Her mother felt sure that in front of the by now wide- awake Rachel he would come to his senses. But despite her desperate pleas, he bludgeoned her to death. Then he called the police.
Rachel's father was convicted of manslaughter and sentenced to four years in prison. He was released after two. He had pleaded provocation - believing his wife, who was a nurse, to be having an affair with a patient.
While he was in jail, Rachel and her nine-year-old brother, Ben, went to live with their father's sister in north London. Her oldest brother, aged 12, was so distraught by the manner of her death he was put into care. He now lives abroad.
So Rachel had lost her mother, brother and, temporarily, the father she adored. The memory of the night of the killing was apparently buried so deep she did not recover it until 11 years later.
For two years she visited a child psychiatrist, Dr Dora Black, but even she could not release from Rachel the story of what she had seen.

**HOW TO COMPLETE THIS TASK:**
Extend the account of the killing of Rachel's mother and what followed for Rachel, starting after its last sentence.

Records from a collection
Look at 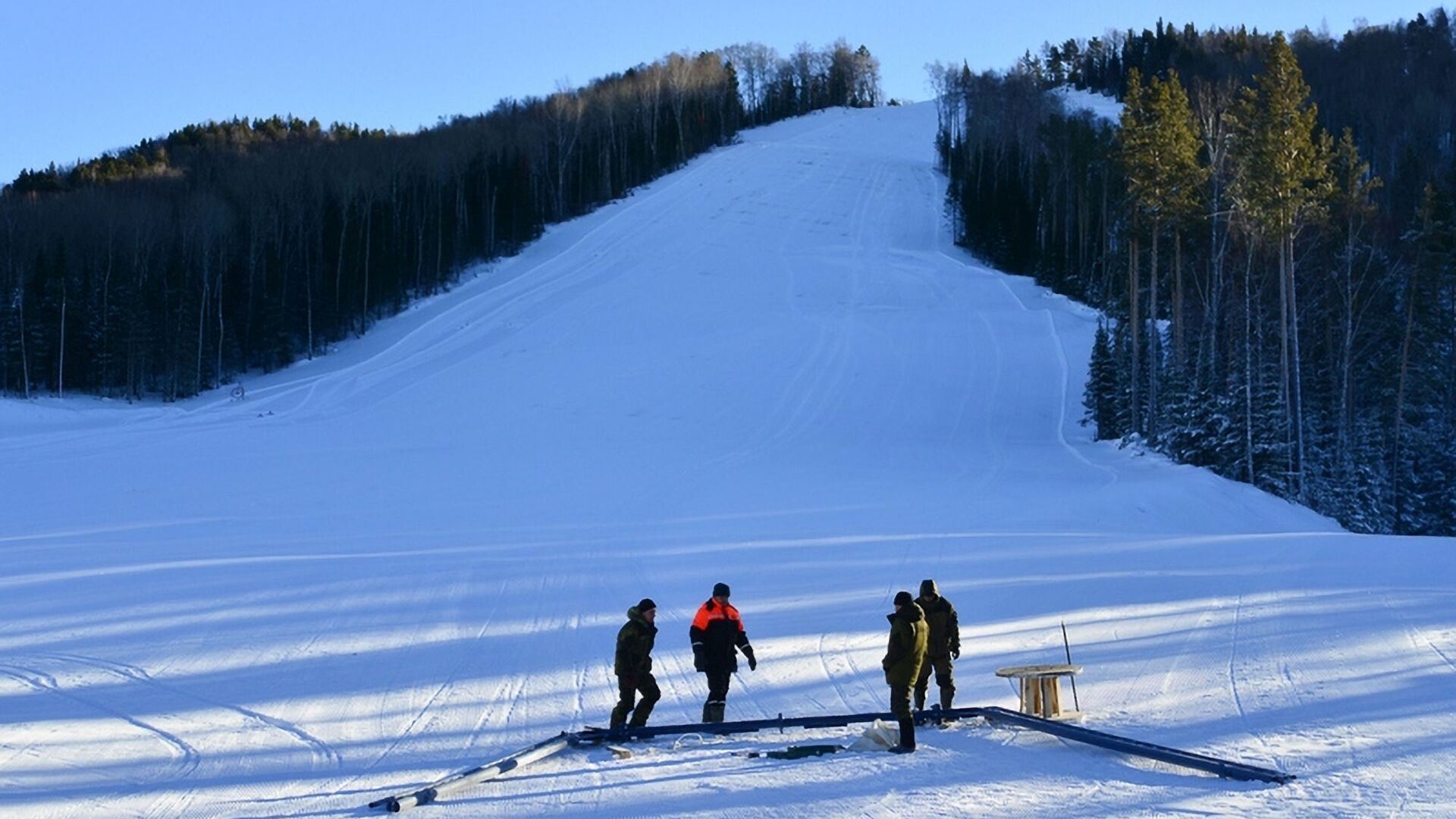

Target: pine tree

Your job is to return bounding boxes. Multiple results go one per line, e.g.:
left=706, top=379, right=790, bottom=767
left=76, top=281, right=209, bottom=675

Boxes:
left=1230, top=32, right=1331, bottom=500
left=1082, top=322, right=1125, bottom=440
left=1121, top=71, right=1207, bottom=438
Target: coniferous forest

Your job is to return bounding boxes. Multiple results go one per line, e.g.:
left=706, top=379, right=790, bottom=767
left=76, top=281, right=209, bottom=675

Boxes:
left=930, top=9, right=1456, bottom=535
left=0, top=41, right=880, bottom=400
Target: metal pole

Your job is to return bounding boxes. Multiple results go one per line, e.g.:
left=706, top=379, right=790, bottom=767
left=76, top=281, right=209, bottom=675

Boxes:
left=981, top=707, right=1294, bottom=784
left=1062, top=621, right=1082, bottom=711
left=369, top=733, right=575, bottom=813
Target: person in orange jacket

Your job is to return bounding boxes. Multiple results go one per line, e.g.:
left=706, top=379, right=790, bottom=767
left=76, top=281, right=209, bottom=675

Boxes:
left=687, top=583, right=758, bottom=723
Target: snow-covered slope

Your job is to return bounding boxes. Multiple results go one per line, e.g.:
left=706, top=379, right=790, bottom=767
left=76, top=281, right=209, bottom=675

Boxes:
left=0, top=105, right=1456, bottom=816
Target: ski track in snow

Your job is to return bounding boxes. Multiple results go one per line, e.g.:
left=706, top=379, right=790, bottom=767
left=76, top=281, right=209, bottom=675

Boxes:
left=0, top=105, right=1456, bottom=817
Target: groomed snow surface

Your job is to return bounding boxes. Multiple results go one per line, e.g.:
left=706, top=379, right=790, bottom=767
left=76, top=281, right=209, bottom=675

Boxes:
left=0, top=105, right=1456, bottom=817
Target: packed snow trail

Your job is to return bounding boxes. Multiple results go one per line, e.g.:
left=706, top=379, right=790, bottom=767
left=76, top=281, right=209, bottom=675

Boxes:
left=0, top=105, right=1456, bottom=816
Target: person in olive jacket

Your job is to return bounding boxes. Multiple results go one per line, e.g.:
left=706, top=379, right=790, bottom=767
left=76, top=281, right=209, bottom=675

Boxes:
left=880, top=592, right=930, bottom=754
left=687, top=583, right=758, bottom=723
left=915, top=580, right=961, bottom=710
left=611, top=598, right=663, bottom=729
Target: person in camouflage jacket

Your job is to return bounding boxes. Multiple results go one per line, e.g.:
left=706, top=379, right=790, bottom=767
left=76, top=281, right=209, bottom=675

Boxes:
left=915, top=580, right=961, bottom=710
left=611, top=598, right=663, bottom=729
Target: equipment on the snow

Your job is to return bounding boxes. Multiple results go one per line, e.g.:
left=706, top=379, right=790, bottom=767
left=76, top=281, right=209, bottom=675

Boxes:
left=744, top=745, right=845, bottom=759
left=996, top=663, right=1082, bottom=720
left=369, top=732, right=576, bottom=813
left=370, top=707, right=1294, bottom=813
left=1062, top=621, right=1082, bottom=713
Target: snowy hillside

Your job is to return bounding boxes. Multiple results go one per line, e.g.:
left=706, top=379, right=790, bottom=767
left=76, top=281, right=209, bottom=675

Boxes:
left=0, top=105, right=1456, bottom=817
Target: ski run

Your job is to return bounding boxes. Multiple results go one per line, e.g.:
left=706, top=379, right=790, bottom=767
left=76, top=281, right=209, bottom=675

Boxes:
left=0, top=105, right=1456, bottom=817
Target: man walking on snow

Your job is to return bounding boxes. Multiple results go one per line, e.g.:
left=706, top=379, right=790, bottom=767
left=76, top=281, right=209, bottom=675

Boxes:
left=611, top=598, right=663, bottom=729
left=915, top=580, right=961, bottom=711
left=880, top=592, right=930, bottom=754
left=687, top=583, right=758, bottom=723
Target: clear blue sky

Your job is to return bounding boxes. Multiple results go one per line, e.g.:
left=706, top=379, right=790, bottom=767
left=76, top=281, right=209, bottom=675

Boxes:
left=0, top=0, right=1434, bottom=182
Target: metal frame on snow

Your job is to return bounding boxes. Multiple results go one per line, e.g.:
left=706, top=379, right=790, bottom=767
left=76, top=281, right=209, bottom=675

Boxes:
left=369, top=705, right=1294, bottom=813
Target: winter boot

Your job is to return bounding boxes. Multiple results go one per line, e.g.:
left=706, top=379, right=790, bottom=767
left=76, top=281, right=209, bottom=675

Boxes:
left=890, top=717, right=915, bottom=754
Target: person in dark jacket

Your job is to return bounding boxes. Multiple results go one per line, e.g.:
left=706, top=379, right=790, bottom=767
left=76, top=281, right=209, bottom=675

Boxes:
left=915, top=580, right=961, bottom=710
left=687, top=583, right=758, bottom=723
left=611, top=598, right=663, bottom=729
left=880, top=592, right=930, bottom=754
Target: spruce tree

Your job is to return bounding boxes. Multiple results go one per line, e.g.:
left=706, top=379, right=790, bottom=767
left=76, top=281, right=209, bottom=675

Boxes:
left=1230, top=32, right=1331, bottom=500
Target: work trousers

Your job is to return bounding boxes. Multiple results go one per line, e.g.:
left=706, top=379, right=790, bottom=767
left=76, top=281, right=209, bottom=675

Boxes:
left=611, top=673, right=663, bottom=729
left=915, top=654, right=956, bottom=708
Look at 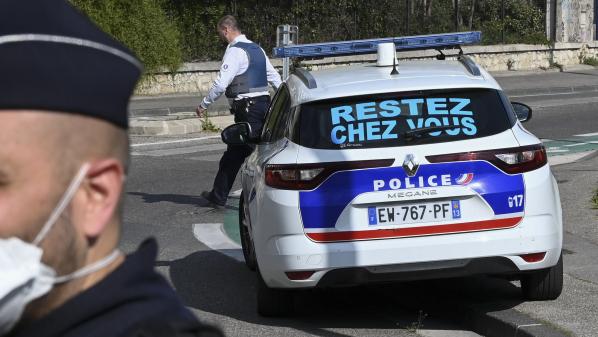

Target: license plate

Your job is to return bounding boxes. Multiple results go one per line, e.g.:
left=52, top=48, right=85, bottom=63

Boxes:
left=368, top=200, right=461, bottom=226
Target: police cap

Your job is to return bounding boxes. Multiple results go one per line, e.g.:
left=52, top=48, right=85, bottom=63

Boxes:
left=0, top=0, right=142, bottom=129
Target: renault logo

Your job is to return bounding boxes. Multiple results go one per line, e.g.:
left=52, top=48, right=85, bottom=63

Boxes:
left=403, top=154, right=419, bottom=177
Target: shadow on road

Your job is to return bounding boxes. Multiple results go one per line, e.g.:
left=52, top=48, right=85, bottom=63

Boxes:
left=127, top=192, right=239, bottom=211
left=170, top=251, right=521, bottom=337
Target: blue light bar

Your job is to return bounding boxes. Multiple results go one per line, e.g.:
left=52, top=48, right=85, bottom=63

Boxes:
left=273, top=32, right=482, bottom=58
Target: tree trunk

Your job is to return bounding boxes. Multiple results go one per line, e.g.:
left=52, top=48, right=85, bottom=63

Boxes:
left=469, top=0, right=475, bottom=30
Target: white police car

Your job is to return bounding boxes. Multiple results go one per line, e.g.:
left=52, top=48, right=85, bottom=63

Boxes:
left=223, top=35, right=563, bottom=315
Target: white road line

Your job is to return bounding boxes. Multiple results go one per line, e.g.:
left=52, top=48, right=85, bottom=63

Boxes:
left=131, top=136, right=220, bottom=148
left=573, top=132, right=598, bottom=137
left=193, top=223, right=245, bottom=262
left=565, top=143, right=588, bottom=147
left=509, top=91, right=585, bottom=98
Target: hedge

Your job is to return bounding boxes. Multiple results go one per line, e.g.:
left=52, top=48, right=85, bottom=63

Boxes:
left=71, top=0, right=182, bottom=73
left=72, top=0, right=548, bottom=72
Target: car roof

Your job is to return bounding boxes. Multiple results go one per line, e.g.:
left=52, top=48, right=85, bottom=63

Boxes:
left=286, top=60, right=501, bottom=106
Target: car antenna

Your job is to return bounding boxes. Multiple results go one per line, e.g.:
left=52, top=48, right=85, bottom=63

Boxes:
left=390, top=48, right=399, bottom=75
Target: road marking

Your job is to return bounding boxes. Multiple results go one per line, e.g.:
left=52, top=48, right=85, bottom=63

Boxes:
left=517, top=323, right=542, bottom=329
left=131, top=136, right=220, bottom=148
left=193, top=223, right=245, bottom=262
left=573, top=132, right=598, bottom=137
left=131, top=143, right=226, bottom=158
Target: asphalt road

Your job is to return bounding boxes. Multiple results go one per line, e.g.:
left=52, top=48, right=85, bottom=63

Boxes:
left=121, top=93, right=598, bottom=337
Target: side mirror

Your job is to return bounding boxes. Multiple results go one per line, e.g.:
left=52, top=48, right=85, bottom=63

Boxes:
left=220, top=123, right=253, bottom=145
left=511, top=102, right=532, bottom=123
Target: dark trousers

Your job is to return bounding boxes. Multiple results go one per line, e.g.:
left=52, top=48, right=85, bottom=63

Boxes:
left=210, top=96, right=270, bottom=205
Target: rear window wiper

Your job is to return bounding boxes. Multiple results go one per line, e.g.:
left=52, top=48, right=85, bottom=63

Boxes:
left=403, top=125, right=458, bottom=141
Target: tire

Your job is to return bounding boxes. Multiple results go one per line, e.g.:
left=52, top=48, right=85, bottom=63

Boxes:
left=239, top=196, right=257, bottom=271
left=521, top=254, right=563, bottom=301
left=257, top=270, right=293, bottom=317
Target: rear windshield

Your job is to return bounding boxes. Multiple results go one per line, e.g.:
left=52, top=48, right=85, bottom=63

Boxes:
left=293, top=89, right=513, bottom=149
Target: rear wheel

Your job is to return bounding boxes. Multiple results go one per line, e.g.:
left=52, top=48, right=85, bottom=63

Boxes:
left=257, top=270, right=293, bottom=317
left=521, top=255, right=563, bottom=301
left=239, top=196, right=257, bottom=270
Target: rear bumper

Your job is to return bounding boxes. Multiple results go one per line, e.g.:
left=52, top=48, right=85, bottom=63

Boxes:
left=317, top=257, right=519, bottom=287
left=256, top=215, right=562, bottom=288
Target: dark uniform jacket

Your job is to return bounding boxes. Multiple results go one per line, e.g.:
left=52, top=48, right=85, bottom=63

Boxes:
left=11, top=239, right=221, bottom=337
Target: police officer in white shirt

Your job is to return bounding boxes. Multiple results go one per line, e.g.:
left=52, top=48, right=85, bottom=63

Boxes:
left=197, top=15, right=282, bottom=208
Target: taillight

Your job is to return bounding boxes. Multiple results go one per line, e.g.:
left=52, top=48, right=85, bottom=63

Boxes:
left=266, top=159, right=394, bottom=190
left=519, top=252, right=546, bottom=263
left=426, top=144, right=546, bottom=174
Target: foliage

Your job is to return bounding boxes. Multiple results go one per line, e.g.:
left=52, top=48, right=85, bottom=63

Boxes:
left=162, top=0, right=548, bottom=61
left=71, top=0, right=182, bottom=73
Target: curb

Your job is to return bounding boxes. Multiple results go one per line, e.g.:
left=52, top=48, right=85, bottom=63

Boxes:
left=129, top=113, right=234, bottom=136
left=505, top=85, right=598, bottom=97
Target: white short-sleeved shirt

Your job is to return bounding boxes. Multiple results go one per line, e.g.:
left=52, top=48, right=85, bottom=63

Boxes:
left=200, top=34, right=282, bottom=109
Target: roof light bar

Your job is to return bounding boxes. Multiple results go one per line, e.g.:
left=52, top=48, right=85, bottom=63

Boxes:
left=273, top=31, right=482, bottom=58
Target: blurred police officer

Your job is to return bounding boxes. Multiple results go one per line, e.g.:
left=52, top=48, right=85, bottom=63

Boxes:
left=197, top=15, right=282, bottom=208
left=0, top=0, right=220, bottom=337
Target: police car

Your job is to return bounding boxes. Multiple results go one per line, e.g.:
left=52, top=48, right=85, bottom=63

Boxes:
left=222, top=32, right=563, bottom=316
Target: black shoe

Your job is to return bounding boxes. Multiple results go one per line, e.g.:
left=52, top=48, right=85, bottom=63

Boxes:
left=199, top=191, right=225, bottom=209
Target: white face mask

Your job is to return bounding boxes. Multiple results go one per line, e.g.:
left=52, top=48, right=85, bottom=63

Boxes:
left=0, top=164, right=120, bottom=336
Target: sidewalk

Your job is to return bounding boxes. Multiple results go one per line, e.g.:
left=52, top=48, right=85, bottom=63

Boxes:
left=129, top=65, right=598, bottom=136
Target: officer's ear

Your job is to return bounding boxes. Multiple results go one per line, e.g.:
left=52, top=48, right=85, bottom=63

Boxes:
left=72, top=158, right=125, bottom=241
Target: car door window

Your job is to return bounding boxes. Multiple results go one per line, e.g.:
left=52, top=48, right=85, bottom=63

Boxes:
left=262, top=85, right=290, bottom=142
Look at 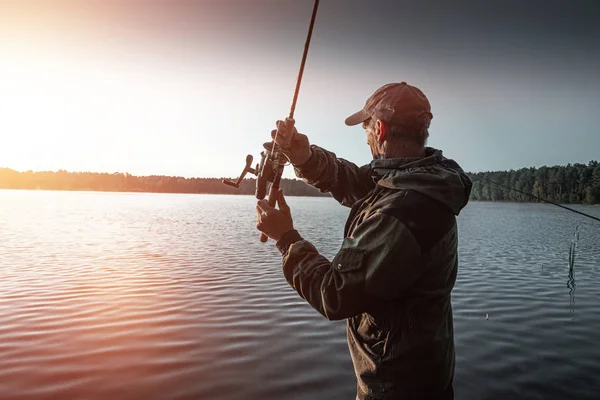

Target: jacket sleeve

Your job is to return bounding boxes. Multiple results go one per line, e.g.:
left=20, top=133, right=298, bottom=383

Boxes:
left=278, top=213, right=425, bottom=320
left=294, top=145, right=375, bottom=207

**OUTPUT OF THE TASK:**
When their father was released Rachel and Ben were at first content to live with him. But he became increasingly violent. He terrorised his children and beat them. When he was released from jail he had stopped his daughter seeing Dr Black. Rachel then became introverted and depressed.
When she was 12, her father remarried and he seemed happier for a while. But after a row with his wife his temper erupted, he began hitting Rachel and when his wife tried to intervene, he turned on her. During this Rachel exeperienced a flashback and remembered the fight on the night he killed her mother. Two days later she left home.
Rachel was just 16, when she moved into a children's home. While at home she had occasionally refused to eat as a way of annoying her father. Now she stopped altogether. Instead she took drugs - cannabis, acid and speed.
At this point she turned up at Dr Black's clinic at the Royal Free Hospital. After a three-week stay in hospital, because she had become dangerously thin, Rachel began seeing her every week because 'she gave me an opportunity to ask a lot of questions about what had happened and things that I wanted to know to get the facts straight about how my mother died, and how I felt then and since. Now I've worked things through'.
Rachel has just taken her A-levels in English and History of Art and she hopes to go to art school in September. She still has recurring nightmares, but has made peace with her father and visits him occasionally. However, she doesn't talk much about her mother.